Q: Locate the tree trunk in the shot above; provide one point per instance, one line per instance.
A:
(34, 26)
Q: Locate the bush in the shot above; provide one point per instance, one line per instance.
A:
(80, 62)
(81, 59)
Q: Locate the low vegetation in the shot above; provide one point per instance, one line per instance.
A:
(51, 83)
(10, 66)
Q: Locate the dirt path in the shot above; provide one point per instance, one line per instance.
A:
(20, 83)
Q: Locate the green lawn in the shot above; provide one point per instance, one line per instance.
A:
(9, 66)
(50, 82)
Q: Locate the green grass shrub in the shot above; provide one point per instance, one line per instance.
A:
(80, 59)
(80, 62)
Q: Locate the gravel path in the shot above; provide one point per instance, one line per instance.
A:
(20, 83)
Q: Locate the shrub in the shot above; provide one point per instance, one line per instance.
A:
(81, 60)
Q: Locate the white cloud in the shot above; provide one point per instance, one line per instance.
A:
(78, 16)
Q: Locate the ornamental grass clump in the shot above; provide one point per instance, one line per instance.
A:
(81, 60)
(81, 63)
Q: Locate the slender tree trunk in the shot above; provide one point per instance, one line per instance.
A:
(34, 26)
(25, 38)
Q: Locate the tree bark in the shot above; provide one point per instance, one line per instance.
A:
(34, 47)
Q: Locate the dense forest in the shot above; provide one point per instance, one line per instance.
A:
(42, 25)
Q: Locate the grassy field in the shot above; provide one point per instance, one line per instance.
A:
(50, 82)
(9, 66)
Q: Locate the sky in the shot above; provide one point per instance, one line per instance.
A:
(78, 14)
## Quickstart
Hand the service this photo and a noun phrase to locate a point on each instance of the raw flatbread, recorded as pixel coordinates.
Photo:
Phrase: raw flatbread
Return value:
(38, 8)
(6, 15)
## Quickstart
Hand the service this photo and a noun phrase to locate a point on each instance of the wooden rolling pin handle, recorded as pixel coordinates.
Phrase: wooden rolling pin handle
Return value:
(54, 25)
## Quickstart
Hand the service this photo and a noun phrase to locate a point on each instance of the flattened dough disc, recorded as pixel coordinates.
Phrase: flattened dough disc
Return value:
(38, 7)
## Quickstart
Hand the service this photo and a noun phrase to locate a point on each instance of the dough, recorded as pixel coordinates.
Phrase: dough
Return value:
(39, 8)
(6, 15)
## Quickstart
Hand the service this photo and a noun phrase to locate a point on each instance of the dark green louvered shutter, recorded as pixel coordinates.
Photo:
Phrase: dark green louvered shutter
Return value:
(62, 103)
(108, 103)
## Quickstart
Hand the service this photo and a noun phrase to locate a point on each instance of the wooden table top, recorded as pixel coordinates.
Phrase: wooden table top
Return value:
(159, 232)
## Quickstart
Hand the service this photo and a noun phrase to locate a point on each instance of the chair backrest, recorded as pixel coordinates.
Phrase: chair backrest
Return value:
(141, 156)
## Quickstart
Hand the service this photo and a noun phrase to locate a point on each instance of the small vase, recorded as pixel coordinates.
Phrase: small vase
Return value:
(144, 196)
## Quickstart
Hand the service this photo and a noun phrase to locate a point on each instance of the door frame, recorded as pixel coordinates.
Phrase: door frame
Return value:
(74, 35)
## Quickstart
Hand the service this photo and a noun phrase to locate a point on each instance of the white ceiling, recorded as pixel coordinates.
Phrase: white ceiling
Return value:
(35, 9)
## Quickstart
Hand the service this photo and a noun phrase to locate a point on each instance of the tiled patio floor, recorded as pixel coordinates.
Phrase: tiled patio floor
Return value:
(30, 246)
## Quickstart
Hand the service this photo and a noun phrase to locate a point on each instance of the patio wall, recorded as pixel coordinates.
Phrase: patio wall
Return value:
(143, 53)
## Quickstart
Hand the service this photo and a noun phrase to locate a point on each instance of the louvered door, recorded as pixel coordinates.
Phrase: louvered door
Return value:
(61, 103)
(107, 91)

____

→ **REQUIRED TASK**:
Your task is to reproduce all of the records exactly.

→ **ANSWER**:
Q: Locate the tree trunk in the shot above; provide one point per instance, one line per instance.
A:
(34, 26)
Q: Locate the bush in the shot above; provide one point per instance, one line per instance.
A:
(80, 62)
(81, 59)
Q: Locate the low vegetation in the shot above; provide one point per instance, one line per instance.
A:
(51, 83)
(10, 66)
Q: Locate the dirt path in the shot above; provide one point per instance, one line per instance.
A:
(20, 83)
Q: Locate the green lawn in the shot above; provide one point per instance, one line per instance.
A:
(9, 66)
(50, 82)
Q: Locate the green grass shrub in the shot above; provide one point per instance, one line per instance.
A:
(80, 59)
(80, 62)
Q: Locate the gravel path in the shot above; provide one point per instance, one line per instance.
A:
(20, 83)
Q: Locate the shrub in the shot above; provide one point per instance, one line per instance.
A:
(81, 60)
Q: Locate the white cloud in the shot above; provide one point per instance, one line per instance.
A:
(78, 16)
Q: Locate the ornamental grass clump in the shot above; provide one point per instance, one line per instance.
A:
(81, 60)
(81, 63)
Q: Locate the slender tree trunk in the shot above; provide one point per instance, one line per instance.
A:
(34, 26)
(25, 38)
Q: Locate the tree bark in the shot above; provide one point per instance, one line per instance.
A:
(34, 47)
Q: Locate the dense forest in the shot above; provide one point per instance, one line per instance.
A:
(42, 25)
Q: Locate the grassy field in the shot above; provide one point per instance, one line per instance.
A:
(50, 82)
(9, 66)
Q: Locate the sky in the shot above; provide one point per instance, one line per instance.
A:
(78, 14)
## Quickstart
Hand the service this photo and a noun phrase to locate a point on each instance of the raw flatbread, recorded as pixel coordinates.
Photo:
Phrase: raw flatbread
Return value:
(38, 8)
(6, 15)
## Quickstart
Hand the service this photo and a noun phrase to locate a point on each instance of the wooden rolling pin handle, recorded as pixel coordinates.
Phrase: wooden rolling pin handle
Return value:
(54, 25)
## Quickstart
Hand the service this photo and a noun phrase to locate a point on each instance of the flattened dough disc, recorded as pixel coordinates.
Phrase: flattened dough disc
Return value:
(38, 7)
## Quickstart
Hand the service this photo and a noun phrase to locate a point on each instance of the dough, recorded as pixel coordinates.
Phrase: dough
Return value:
(39, 8)
(6, 15)
## Quickstart
Hand the service this photo and a noun phrase to locate a point on each instance of the dark green louvered shutter, recorded as pixel coordinates.
Photo:
Phrase: dark green louvered shutter
Return value:
(62, 103)
(108, 103)
## Quickstart
Hand the service this photo and a noun phrase to locate a point on each instance of the wooden table top, recorded as pixel coordinates.
Phrase: wooden table top
Return value:
(159, 232)
## Quickstart
Hand the service this photo and a noun phrase to locate a point on each instance of the chair backrest, recorded as pixel coordinates.
Phrase: chair backrest
Return value:
(141, 156)
## Quickstart
Hand the service this photo and a noun phrase to locate a point on each instance of the small vase, recorded as pixel coordinates.
Phrase: small vase
Return value:
(144, 196)
## Quickstart
Hand the service this photo and a noun phrase to locate a point on each instance of the door frame, recorded as pixel coordinates.
Phrase: door frame
Return value:
(74, 35)
## Quickstart
Hand the service this photo and a noun phrase to locate a point on each instance of the white ceiling, recorded as pixel coordinates.
Phrase: white ceiling
Return value:
(35, 9)
## Quickstart
Hand the service this photo and a noun phrase to locate a point on each instance of the tiled patio floor, recorded as pixel coordinates.
Phrase: tiled patio floor
Return value:
(30, 246)
## Quickstart
Hand the service this photo and a noun phrase to locate a point on each instance of the patio wall, recorded as pixel coordinates.
Phrase: patio wall
Return value:
(143, 53)
## Quickstart
Hand the service this photo and a noun phrase to locate a point on each instance of the louvered door, recorded as pixel coordinates.
Phrase: louvered door
Return value:
(61, 103)
(107, 91)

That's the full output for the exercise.